= Beginning of Section =

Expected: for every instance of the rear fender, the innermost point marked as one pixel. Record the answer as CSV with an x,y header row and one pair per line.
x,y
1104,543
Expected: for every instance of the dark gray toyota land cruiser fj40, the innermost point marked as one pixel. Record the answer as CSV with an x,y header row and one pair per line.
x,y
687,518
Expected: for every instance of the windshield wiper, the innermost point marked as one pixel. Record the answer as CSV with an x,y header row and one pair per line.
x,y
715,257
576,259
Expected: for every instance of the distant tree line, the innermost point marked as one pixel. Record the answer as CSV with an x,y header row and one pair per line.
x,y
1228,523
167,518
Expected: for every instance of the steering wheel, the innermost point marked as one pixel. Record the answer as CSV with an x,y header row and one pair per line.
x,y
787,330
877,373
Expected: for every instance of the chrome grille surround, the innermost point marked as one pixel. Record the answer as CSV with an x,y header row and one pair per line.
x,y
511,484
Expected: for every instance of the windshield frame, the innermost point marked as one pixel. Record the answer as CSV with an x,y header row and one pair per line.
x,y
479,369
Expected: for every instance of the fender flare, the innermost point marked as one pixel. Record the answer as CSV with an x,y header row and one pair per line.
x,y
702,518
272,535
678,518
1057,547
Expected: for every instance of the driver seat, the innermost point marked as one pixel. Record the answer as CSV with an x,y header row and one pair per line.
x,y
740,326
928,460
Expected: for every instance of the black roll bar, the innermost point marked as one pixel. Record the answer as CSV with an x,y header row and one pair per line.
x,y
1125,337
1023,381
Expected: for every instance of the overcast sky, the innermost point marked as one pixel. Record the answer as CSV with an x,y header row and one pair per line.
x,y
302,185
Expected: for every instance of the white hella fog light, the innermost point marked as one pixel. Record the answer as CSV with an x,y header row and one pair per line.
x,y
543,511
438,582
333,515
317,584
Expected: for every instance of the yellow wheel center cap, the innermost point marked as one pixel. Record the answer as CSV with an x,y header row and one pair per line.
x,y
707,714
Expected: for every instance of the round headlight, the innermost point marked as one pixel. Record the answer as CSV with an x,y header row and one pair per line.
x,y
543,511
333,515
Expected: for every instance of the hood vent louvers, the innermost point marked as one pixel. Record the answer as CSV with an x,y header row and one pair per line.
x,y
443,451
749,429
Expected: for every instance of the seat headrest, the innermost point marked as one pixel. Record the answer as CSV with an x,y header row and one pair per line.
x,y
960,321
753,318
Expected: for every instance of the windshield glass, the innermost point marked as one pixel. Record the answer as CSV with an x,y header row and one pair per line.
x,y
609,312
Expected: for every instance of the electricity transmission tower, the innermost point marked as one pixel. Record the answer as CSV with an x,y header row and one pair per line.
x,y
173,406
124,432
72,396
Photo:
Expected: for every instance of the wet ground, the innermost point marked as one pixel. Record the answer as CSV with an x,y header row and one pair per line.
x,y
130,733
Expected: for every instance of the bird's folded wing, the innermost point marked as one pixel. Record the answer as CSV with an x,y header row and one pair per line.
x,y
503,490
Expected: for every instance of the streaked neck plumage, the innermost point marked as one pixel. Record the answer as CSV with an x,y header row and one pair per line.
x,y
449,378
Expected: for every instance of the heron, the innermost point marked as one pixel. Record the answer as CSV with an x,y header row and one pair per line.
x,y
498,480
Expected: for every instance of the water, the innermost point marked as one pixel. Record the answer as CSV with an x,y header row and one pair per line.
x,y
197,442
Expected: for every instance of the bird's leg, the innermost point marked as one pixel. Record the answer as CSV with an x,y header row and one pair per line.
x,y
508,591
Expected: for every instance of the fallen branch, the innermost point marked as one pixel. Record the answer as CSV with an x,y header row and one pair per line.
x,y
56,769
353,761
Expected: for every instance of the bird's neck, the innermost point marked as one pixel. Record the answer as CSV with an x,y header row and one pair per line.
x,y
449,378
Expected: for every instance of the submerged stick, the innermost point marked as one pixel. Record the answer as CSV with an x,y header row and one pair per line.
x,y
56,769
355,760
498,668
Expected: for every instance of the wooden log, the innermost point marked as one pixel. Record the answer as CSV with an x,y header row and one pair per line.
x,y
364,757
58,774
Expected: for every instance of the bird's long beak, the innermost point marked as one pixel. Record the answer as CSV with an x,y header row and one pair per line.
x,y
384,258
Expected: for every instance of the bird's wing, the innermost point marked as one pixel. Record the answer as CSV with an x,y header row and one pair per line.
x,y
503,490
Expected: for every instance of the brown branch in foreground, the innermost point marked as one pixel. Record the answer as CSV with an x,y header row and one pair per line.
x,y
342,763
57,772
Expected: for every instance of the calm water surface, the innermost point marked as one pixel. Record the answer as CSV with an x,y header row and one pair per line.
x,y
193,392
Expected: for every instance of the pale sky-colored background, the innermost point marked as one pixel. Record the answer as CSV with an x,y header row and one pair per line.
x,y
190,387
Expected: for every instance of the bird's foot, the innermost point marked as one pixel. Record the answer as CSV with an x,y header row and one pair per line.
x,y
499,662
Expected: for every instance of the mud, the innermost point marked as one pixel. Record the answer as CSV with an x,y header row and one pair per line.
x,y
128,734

= End of Section =

** Instructions to follow **
Every record shown above should be written out again exactly.

** Output for this task **
Expected: for every instance of the rear fender, the innermost point marked as one pixel. Record the answer as CSV with an x,y header row and one pair per line.
x,y
1104,543
Expected: for every instance of the dark gray toyota land cruiser fj40, the innermost point marked as one pixel. Record the answer as CSV with an x,y header row and one pair per line.
x,y
687,518
Expected: for every instance of the windshield wiper, the innermost point marked as one pixel. Record the answer as CSV with an x,y header row and one pair per line.
x,y
715,257
576,259
Expected: for every instance of the distant tree line, the innermost point marked as one pixel. Record the answer as CSV with an x,y header row and one pair per line.
x,y
1228,523
167,518
Expected: for every instance of the steering wheel, the innermost point marked as one pixel. Record the answer as CSV with an x,y header row and one pair per line.
x,y
787,330
877,373
Expected: for every instance of the chrome grille surround, the innermost point marked as one pixel. Record the answer as CSV with an x,y header row and one pair per line.
x,y
511,484
Expected: for every instance of the windshield frame, the innermost point marked as one pixel. Record the answer as CSV with an x,y header row and one pair per line.
x,y
479,369
Expected: for every instance of the fender flare, the innermost point marked as one pixel. Record the answer as CSV with an x,y header row and one pair per line.
x,y
702,518
272,535
678,518
1057,547
Expected: for every instance of the driver seat, the innermost point marked as one pixel. Record the answer as CSV with an x,y header row and one pair per line.
x,y
740,326
928,460
Expected: for every instance of the black roll bar, the innermost point marked as one pixel. Record the answer as CSV with an x,y header row and one pair per line.
x,y
1125,337
1023,381
Expected: for every instance of the overcast sky, the innermost point marked as one pixel. Record the answer as CSV with an x,y header row and one pair per line.
x,y
302,185
Expected: for every instance of the white hella fog light, the innermost point marked as one pixel. Record the answer as CSV with an x,y header row and one pair per line.
x,y
543,511
438,582
333,515
317,584
Expected: for every instance of the yellow wheel center cap, the innermost point marked as one pixel. Record the answer as CSV with an x,y header row and one pair per line.
x,y
707,714
Expected: for every instance of the round headlight, the innermost point marked as one pixel. Record the answer as CSV with an x,y header row and one pair per line.
x,y
543,511
333,515
Expected: for every instance of the hood vent louvers, the innermost point marked as one pixel. Record the answer as CSV with an x,y header row and one pair per line.
x,y
443,451
749,429
Expected: for every instance of the seat headrest, the innermost point marked as one pixel. Record the answer as CSV with an x,y header row and one pair per line.
x,y
960,321
753,318
Expected: for every instance of the windshield glass, the innermost point marked as one pixel. Record the answer as CSV with an x,y header row and one pair per line.
x,y
609,312
Expected: for every instance of the electricity transmission tower, the innermost point marked as one pixel. Record the answer as CSV with an x,y header row and one pair per line.
x,y
173,406
124,432
72,396
Photo:
Expected: for every instance of the wet ground, the innermost point marked as one pixel. Record the answer as CSV with an x,y header row and one pair per line.
x,y
130,733
Expected: for every instance of the bird's folded wing, the innermost point marked as one pixel. Record the answer as CSV with an x,y header row and one pair per line.
x,y
503,490
Expected: for every instance of the streaked neck plumage, the innermost point marked as one pixel. Record the answer as CSV with an x,y header row and one pair per line.
x,y
449,378
Expected: for every instance of the heron, the innermost point marked as one pixel. Record the answer as CSV with an x,y header row and one pair per line.
x,y
498,480
Expected: for every instance of the water, the innermost point marked as one pixel. Record the answer as CSV with an x,y header row and one pair per line.
x,y
197,442
Expected: for every instance of the bird's leg, the innermost point marked as one pixel. Record the answer as CSV with an x,y header row and one pair per line.
x,y
508,591
Expected: for every instance of the fallen branch, the innermost point marked as one pixel. Record the answer as CSV with an x,y header row and one pair per line.
x,y
56,769
353,761
Expected: for every instance of the bird's neck, the innermost point marked as one pixel. Record the answer as CSV with an x,y header row and one pair per line.
x,y
449,378
Expected: for every instance of the submerged stick, the innermost point marked as one pixel. Record the answer as CSV with an x,y header row and one pair per line.
x,y
56,769
355,760
498,668
Expected: for every instance of the wooden log, the innermost point marked as one pixel. Record the answer as CSV with an x,y header row and one pair per line.
x,y
364,757
58,774
Expected: for every instance of the bird's long beak, the innermost point marked as one pixel. Record the answer as CSV with an x,y header row and one pair per line.
x,y
384,258
Expected: for every instance of the bird's wing, the innermost point marked as one pixel. Record the answer as CSV with an x,y header row and one pair per line.
x,y
503,490
Expected: for every instance of the brown branch in foreground, the innermost point marked as one pixel. Record the answer as CSV with an x,y header row and one pair per line.
x,y
342,763
57,772
Expected: for every instance of the calm water surface, the innermost point marked as one pixel. Record the answer as CSV with an x,y header row and one pair per line.
x,y
193,392
Expected: for every instance of the pale sky-colored background, the innermost point marked as one pixel. Record the answer as CSV with an x,y header row and one pair per line.
x,y
190,387
Expected: for every instance of the bird's foot, the innermost point marked as one pixel. Record the answer as CSV with an x,y header row and one pair per line.
x,y
499,662
Expected: for every instance of the mud, the innermost point marked as one pixel. Record the answer as CSV with an x,y header row and one pair per line.
x,y
128,734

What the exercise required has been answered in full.